What to work on =>
Report every line of the listing below that contains the word "door", copying each one in full.

..............................

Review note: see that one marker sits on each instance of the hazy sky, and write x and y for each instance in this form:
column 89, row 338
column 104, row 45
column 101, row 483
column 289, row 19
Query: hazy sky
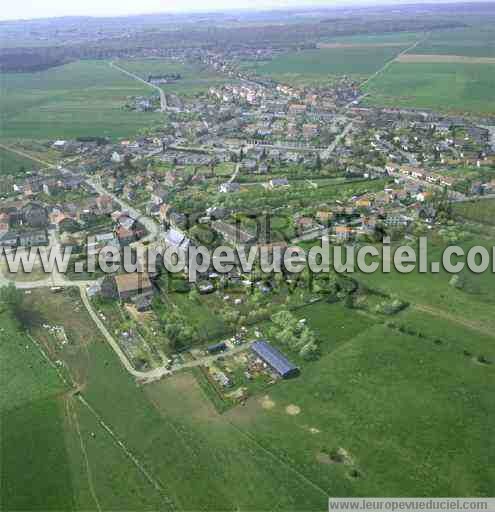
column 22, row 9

..............................

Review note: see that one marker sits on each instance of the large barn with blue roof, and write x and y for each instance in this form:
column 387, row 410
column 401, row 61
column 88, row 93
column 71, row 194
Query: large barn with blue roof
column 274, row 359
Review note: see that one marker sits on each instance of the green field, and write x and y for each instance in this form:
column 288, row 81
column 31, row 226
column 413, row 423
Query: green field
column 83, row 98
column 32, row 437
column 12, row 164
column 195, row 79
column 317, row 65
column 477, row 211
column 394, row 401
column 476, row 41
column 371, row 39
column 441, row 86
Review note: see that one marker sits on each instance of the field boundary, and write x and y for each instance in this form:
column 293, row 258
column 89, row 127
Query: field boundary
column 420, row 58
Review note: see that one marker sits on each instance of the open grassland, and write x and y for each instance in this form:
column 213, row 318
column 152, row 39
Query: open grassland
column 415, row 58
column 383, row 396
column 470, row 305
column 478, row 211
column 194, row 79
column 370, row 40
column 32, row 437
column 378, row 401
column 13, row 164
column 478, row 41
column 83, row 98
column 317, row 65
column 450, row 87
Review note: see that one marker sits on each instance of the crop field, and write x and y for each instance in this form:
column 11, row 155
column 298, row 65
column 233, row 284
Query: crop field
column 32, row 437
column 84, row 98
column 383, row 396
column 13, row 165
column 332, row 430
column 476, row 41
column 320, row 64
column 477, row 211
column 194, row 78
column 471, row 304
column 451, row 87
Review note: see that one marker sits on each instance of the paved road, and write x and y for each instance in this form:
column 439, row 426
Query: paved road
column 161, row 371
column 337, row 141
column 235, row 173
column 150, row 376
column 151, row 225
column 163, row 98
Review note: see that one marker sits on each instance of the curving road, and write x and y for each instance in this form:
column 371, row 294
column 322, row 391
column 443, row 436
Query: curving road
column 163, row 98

..............................

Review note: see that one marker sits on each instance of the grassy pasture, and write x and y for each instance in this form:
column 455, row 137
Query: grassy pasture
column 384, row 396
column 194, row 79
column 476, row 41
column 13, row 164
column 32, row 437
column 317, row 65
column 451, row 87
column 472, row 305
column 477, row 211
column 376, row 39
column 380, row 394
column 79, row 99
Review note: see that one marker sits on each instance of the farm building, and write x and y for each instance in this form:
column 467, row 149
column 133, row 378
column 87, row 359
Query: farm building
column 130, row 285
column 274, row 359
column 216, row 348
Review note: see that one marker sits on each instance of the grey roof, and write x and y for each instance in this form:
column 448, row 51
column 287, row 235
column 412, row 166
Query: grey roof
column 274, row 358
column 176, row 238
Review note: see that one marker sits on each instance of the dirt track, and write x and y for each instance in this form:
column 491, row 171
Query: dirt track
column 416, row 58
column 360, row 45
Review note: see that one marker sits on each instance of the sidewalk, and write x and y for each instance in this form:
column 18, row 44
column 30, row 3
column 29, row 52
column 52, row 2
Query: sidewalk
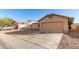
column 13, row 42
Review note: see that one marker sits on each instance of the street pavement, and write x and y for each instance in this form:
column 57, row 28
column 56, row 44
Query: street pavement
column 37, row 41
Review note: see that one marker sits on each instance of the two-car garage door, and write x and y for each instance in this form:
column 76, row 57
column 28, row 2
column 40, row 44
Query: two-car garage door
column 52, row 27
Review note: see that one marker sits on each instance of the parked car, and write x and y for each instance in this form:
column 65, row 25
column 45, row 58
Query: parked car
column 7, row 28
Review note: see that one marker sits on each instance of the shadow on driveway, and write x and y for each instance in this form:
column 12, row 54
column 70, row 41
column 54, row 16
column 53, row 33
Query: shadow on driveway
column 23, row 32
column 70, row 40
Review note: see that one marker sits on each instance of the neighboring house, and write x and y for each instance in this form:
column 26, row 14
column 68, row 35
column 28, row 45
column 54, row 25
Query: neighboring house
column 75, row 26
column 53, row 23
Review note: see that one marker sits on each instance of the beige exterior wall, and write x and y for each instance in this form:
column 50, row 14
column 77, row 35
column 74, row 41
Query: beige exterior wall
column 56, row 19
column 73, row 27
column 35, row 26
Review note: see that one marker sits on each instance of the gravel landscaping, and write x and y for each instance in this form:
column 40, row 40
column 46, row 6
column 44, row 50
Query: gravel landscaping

..............................

Response =>
Review note: see that one marker sits on each instance of the two-car garage door, and write x and y for each instance in this form:
Query: two-car garage door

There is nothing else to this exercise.